TASK DETAILS -
Copy out only the lines running from the one that contains "Could you point to the hooded" through the end of the listing. Pictures stay out.
===== RECORDED DATA =====
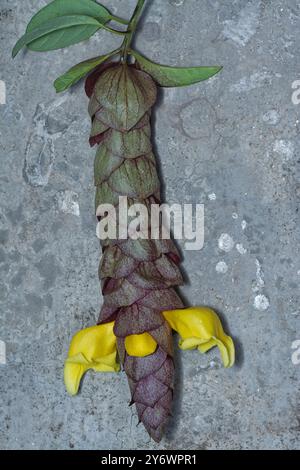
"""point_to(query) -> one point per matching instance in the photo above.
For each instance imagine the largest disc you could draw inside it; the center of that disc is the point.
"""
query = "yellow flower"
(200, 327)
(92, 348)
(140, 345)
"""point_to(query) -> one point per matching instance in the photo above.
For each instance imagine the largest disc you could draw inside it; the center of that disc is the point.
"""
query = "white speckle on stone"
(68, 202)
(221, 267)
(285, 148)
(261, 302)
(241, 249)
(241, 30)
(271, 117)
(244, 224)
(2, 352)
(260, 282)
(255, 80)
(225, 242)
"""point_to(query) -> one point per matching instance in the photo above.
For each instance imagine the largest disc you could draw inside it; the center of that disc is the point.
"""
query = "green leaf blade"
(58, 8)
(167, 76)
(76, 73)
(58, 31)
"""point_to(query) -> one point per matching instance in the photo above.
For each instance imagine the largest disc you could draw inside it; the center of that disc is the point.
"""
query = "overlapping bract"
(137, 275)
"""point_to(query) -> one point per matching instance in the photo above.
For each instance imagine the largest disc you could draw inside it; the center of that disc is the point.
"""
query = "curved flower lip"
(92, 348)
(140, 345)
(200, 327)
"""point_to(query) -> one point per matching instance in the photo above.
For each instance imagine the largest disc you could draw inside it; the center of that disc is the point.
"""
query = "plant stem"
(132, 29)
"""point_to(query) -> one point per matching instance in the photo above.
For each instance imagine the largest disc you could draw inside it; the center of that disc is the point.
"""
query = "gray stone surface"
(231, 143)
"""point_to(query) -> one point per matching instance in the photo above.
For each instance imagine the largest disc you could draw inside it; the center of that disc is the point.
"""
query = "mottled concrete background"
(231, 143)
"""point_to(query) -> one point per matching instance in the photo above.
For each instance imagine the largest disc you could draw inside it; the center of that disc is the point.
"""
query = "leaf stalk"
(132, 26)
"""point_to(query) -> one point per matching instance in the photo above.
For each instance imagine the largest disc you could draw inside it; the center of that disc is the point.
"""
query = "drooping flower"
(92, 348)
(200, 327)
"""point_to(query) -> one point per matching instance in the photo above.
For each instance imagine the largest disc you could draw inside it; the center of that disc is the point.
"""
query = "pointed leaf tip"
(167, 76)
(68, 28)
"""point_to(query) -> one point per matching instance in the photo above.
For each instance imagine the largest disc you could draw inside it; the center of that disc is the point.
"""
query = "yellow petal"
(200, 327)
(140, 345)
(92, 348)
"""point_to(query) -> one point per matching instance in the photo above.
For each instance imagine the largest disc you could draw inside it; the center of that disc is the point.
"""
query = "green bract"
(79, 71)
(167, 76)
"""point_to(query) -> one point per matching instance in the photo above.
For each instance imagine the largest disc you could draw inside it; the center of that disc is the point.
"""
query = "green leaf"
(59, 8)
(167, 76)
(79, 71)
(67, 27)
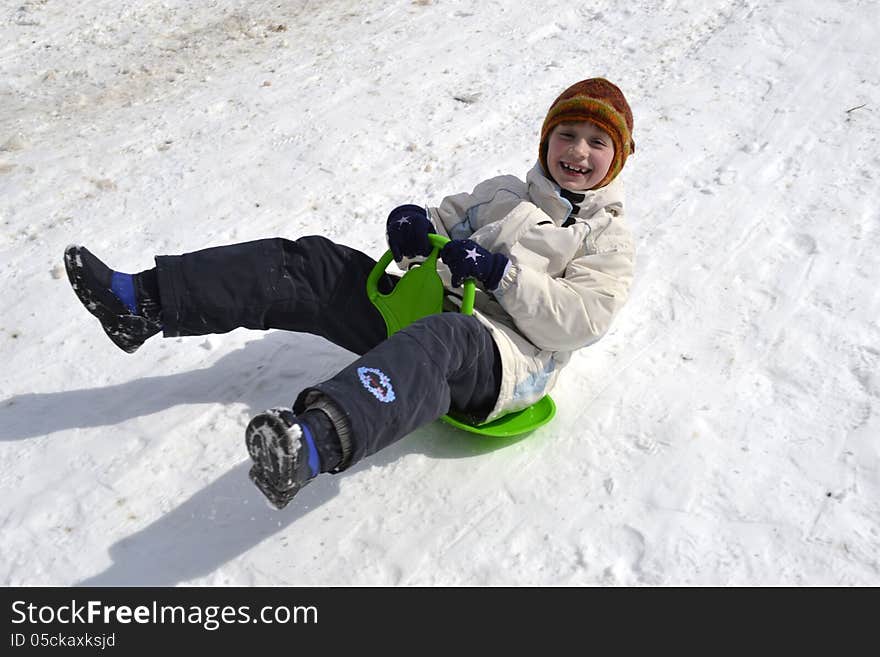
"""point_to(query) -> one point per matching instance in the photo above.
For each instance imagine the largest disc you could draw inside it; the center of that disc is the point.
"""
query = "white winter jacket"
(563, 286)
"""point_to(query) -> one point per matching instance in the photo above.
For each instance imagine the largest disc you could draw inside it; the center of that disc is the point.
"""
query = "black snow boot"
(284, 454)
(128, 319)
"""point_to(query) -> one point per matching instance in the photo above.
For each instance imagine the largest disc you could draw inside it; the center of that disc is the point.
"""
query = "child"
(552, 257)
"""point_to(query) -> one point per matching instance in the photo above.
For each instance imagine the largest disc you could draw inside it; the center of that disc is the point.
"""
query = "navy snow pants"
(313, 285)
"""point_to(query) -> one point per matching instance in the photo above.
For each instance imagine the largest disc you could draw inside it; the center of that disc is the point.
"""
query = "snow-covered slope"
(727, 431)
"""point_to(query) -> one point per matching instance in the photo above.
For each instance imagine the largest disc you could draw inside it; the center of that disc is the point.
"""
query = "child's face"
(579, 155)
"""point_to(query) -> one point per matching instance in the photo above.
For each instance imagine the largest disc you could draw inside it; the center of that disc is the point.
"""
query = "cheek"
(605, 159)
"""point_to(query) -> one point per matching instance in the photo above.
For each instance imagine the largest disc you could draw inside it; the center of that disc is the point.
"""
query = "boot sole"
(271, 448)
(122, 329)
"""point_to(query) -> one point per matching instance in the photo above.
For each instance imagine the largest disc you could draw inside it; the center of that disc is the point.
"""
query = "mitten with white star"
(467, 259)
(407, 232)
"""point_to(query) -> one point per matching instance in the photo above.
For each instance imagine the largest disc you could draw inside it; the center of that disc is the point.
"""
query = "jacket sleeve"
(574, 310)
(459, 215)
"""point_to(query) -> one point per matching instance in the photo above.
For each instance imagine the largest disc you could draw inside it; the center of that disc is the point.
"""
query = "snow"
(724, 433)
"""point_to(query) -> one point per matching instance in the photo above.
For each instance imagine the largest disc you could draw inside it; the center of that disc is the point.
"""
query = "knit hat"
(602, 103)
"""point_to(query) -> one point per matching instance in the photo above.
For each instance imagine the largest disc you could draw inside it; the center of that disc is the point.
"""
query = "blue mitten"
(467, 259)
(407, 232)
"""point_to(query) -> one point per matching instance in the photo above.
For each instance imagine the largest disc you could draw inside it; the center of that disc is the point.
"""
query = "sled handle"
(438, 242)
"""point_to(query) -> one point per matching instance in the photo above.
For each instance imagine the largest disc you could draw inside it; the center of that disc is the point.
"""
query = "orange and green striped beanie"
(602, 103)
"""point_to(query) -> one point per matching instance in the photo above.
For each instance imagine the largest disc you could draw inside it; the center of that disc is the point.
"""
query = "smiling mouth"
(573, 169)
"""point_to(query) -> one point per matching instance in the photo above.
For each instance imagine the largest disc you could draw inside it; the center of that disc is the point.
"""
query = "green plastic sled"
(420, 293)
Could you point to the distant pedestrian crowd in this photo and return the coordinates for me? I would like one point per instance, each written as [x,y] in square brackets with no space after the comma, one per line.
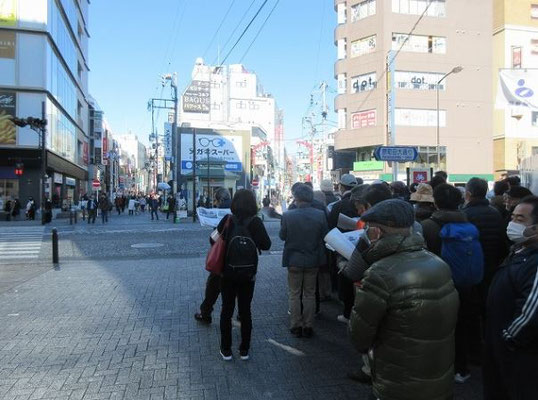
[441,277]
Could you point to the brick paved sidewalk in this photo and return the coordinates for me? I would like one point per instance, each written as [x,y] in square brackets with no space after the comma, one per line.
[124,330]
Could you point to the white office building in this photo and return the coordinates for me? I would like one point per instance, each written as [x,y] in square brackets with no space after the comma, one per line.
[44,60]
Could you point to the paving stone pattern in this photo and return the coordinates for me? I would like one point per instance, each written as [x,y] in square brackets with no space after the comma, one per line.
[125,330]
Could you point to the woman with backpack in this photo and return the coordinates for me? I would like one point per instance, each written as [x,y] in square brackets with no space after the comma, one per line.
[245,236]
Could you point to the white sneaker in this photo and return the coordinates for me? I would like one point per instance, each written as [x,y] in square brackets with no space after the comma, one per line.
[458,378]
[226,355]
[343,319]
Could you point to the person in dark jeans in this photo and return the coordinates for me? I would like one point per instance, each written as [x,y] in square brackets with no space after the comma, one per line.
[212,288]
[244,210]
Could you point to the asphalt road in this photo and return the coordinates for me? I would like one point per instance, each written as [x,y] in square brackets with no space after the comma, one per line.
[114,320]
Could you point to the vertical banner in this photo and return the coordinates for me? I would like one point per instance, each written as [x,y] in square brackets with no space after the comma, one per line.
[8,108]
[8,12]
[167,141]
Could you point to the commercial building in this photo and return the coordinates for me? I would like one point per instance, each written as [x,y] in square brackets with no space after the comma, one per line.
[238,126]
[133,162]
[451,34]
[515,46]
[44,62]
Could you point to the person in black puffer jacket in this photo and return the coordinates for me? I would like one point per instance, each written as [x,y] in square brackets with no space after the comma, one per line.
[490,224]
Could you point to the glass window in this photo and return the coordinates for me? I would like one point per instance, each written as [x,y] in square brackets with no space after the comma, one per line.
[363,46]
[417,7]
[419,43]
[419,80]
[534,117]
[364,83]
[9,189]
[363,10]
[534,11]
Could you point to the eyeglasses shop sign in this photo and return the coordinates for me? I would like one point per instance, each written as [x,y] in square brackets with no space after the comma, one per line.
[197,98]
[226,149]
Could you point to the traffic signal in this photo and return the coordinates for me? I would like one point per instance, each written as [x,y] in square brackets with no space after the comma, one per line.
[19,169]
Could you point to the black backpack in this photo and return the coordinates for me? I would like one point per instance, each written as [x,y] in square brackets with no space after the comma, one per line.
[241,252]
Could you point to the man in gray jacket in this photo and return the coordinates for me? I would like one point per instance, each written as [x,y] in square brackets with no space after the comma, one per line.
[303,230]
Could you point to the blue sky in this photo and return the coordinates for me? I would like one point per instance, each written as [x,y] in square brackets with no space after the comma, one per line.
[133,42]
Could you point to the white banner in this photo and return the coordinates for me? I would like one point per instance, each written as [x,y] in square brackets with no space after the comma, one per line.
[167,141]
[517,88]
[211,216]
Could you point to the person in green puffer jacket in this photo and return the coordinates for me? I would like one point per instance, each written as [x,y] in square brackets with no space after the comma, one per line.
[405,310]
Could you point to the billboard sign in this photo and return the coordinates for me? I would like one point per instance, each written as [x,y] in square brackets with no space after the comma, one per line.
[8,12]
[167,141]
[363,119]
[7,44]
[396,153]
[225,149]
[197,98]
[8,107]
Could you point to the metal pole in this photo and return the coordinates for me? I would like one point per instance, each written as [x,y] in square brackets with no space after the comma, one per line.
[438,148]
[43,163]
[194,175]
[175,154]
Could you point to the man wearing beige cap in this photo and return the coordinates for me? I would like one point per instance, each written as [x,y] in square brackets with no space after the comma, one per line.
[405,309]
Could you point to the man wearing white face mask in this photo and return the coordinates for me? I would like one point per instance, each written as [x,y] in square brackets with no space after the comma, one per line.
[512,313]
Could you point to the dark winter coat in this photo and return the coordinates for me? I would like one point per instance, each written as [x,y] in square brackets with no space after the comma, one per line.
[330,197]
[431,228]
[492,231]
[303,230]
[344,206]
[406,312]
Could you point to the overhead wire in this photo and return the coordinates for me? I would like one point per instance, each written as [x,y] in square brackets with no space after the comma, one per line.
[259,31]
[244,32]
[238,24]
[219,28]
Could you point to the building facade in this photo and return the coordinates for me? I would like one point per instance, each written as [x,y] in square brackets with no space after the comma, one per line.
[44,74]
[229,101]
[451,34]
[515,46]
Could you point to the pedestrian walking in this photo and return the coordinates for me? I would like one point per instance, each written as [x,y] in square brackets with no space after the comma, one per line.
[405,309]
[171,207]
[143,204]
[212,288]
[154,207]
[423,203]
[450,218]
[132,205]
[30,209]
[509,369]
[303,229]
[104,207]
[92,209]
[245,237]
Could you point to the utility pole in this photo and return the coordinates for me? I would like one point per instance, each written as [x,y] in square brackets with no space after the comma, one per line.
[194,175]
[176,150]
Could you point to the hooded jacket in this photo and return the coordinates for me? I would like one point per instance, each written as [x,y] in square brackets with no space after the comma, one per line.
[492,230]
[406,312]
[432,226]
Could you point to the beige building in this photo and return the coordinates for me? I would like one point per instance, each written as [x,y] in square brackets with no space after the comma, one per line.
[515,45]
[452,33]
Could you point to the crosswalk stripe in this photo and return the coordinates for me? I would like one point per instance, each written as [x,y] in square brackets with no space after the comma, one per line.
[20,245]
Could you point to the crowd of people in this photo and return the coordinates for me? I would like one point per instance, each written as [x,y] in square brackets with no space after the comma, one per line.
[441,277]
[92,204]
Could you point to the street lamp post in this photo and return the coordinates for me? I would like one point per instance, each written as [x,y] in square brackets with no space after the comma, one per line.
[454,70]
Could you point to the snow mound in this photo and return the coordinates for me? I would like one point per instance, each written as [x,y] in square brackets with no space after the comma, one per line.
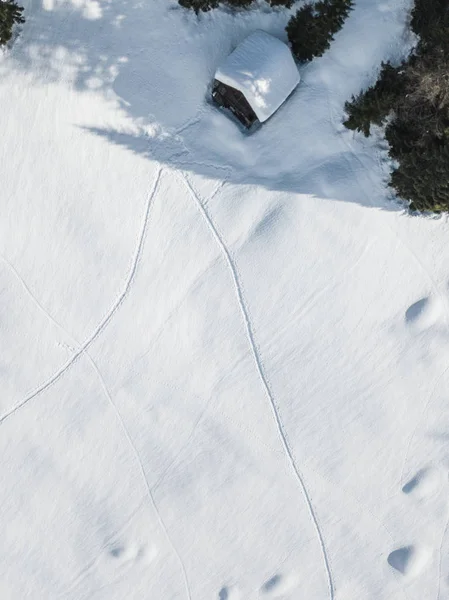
=====
EXPECTED OUTPUT -
Could you point to the hooded jacket in this photo and return the coordinates for me? I would like one point per instance, each written as [x,y] in square brackets with no space after the comma, one per line.
[492,230]
[406,312]
[432,226]
Could you point to the beige building in this photo and return the coordinates for me? I would like one point per instance, each written as [x,y] in square brackets with no space after the comma, one per line.
[515,45]
[452,33]
Could you point to the crosswalk stripe in this photo and return the coordinates for me? I would like one point per instance, each written as [x,y] in square brackets with no space after the comma, one per line.
[20,245]
Could you point to the crowd of people in this photo and return the coordinates for me? I would like one point per instance, each written as [x,y] in square brackets with no space after the comma, one per line.
[441,277]
[92,204]
Could you point to the street lamp post in this photo and return the coordinates for me? I would like one point per instance, each written as [x,y] in square brackets with no space after the comma, one per line.
[454,70]
Could you point to the snow mound in this photo and return the coordinates for me? I would like one point per instance, each written as [x,y] in square brackets with no space after the comma, one per line.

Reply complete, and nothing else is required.